─── Supplied information
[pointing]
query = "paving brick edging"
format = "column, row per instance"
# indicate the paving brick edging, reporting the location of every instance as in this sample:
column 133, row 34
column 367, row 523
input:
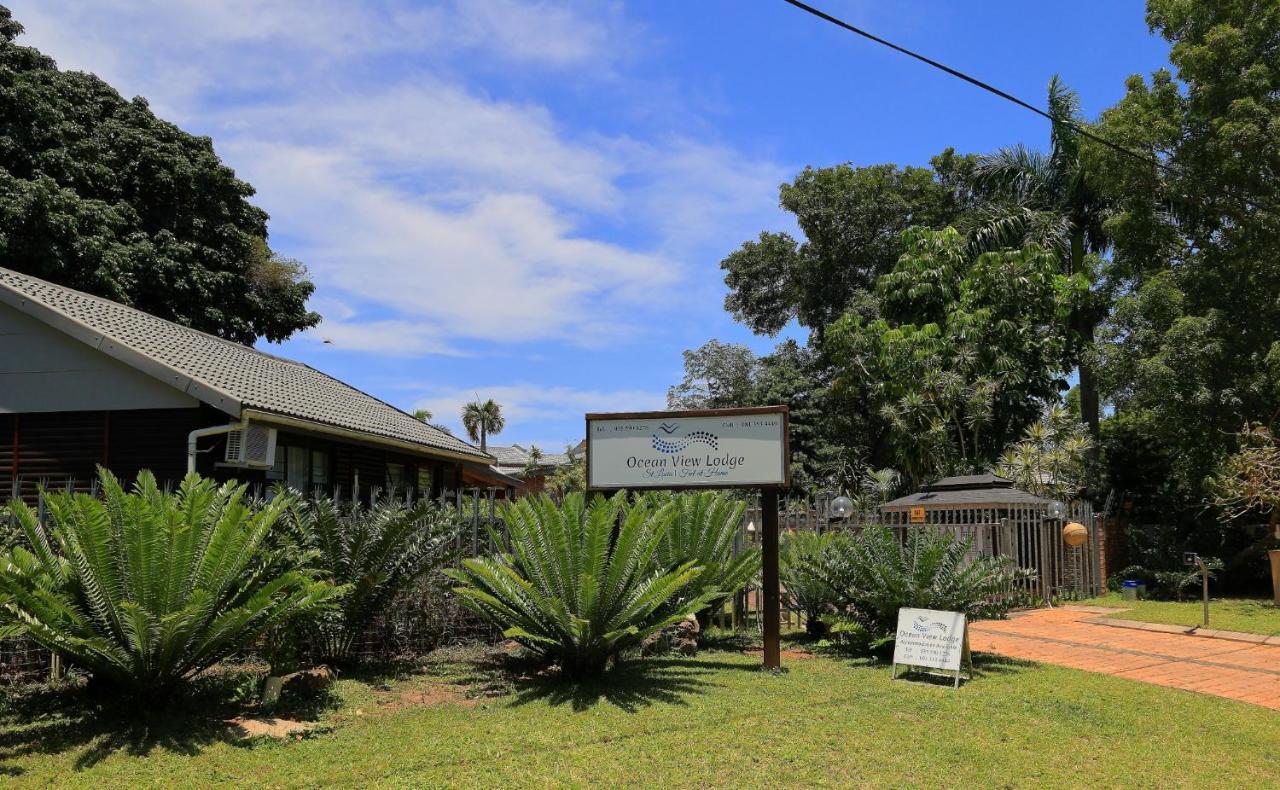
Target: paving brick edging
column 1161, row 628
──────
■ Task directions ■
Print every line of the items above verbatim, omitting the pictures.

■ Complete answer ■
[pointing]
query = "paving brick edging"
format = "column, row per instance"
# indicate the paving brick edging, reporting the location of every instance as in this sample:
column 133, row 34
column 367, row 523
input:
Target: paving brick edging
column 1161, row 628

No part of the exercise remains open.